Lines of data
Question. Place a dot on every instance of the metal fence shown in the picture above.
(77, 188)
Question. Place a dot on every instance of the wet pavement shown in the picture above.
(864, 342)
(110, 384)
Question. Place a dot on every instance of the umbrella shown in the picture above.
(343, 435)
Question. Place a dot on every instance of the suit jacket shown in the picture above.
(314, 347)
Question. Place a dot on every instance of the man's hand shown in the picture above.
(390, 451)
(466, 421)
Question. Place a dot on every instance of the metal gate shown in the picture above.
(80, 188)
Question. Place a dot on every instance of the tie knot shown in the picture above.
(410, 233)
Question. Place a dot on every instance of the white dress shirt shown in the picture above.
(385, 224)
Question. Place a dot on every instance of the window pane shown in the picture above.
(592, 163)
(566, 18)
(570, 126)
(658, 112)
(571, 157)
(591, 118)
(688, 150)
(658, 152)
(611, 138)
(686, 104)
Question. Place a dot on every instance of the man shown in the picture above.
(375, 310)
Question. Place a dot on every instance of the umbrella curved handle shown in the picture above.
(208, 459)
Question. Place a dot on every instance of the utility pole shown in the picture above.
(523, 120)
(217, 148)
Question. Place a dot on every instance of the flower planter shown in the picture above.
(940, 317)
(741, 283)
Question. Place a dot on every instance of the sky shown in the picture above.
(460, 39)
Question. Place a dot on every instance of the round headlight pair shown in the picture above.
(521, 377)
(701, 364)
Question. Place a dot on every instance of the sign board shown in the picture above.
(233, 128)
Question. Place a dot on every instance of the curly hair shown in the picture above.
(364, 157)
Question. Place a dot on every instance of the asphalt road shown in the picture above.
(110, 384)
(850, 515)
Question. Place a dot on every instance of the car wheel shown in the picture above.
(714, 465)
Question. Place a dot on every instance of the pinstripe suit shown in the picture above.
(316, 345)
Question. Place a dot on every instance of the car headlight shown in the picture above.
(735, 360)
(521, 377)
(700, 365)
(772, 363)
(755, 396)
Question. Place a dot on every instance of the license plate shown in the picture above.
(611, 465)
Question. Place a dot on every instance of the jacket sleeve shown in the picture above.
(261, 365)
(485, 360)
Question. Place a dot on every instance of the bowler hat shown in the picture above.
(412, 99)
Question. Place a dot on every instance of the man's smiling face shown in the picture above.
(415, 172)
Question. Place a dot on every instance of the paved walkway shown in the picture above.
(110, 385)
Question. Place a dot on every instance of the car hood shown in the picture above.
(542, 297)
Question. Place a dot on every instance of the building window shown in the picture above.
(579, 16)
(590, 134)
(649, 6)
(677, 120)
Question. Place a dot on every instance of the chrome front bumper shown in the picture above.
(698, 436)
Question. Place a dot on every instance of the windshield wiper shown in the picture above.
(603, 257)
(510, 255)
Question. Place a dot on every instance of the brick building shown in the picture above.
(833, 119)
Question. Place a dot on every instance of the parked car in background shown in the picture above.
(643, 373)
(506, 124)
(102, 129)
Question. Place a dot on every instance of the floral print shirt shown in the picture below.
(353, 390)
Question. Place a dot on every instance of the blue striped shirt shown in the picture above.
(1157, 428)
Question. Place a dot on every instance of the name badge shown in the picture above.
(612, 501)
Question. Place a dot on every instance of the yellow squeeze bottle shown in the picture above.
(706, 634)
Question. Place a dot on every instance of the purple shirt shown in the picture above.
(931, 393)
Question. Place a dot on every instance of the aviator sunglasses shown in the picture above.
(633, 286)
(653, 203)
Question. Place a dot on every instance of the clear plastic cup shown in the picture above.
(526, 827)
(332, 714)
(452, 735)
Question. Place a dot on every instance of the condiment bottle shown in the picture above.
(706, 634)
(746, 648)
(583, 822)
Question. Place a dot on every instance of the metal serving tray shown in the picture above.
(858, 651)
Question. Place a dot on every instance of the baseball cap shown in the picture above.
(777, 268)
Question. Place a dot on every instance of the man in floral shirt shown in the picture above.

» SET PROBLEM: Reproduce the entries above in full, verbatim.

» FINISHED ANSWER:
Question. Place a dot on every instance of the metal fence shown in the picture above.
(77, 188)
Question. Place a dot on every instance of the wet pavement shown in the picture above.
(864, 342)
(110, 384)
Question. Place a dot on every instance of the umbrella shown in the picture above.
(343, 435)
Question. Place a dot on every instance of the suit jacket shown in the picture above.
(314, 347)
Question. Place a dot on every instance of the man's hand shown in the picture above.
(390, 451)
(466, 421)
Question. Place a dot on every instance of the metal gate shown in the picture above.
(80, 188)
Question. Place a dot on every instance of the tie knot shown in the picture above.
(410, 233)
Question. Place a dot on every instance of the white dress shirt shown in the picture above.
(385, 224)
Question. Place a dot on every instance of the window pane shown in the picture above.
(592, 163)
(566, 18)
(570, 126)
(658, 112)
(571, 157)
(591, 118)
(688, 150)
(658, 152)
(611, 138)
(686, 104)
Question. Place a dot on every instance of the man shown in the picture above.
(375, 310)
Question. Place a dot on every instance of the umbrella curved handle shown in the picture above.
(208, 459)
Question. Place a dot on every instance of the utility pole shown in the picture above.
(523, 120)
(217, 148)
Question. Place a dot on every instance of the flower planter shown in the picture above.
(940, 317)
(741, 283)
Question. Place a dot on every instance of the sky shown in the picture above.
(460, 39)
Question. Place a dot on every instance of the round headlight pair shown in the picture above.
(521, 377)
(701, 364)
Question. Place a dot on every instance of the sign board shown in the picture above.
(233, 128)
Question. Place a dot on every instance of the curly hair shown in the picture above.
(364, 157)
Question. Place a dot on every instance of the asphalt road shown in the picture above.
(110, 384)
(850, 515)
Question. Place a dot on every instance of the car wheel shown in the picture above.
(714, 465)
Question. Place a dot on every instance of the pinstripe suit shown in the picture above.
(316, 345)
Question. Place a dot on every instance of the car headlight shown in the picture above.
(735, 360)
(521, 377)
(700, 365)
(772, 363)
(755, 396)
Question. Place a dot on every instance of the license plate shown in the picture above.
(611, 465)
Question. Place a dot on every instance of the jacket sleeve shown in the picture above.
(261, 365)
(485, 360)
Question. Place a dot on every instance of the bowler hat shown in the picture above.
(412, 99)
Question. Place a dot on every instance of the man's smiling face shown in the picture above.
(415, 172)
Question. Place a dot on every instance of the paved walkway shown in the picture above.
(110, 385)
Question. Place a dot on every instance of the car hood shown in the picture above.
(542, 297)
Question. Place a dot on every instance of the building window shown in the picture above.
(579, 16)
(590, 134)
(649, 6)
(677, 120)
Question. Place a dot on every instance of the chrome front bumper shown in the picture above.
(698, 436)
Question. Place a dot on every instance of the windshield wiper shown in the picture above.
(603, 257)
(510, 255)
Question. Place a dot on every instance of the brick building shown in the picture above.
(833, 119)
Question. Place a dot on every instance of the parked car in background shown in the picture above.
(643, 373)
(506, 124)
(102, 129)
Question. Place a dot on every instance of the floral print shirt shown in the picture below.
(353, 390)
Question. Place a dot on every instance of the blue striped shirt shown in the picture above.
(1157, 428)
Question. Place a dot on every instance of the name badge shown in the picture above.
(612, 501)
Question. Place a dot on every instance of the yellow squeeze bottle shown in the picture above.
(706, 634)
Question. Place a dot on every instance of the purple shirt shown in the picture above.
(931, 393)
Question. Place a dot on every instance of the aviator sunglasses shown in the picture above.
(633, 286)
(653, 203)
Question. Place a dot on every instance of the clear plastic cup shown in the picture above.
(526, 827)
(332, 714)
(452, 735)
Question. Place a dot on every instance of the condiment bottle shown in the picture above.
(706, 634)
(746, 648)
(583, 822)
Question. Place a dot on every instance of the metal serving tray shown in the picture above.
(858, 651)
Question. Place a dot on every instance of the baseball cap shown in the picture above.
(777, 268)
Question. Place a dot on every instance of the man in floral shirt shown in the picture above.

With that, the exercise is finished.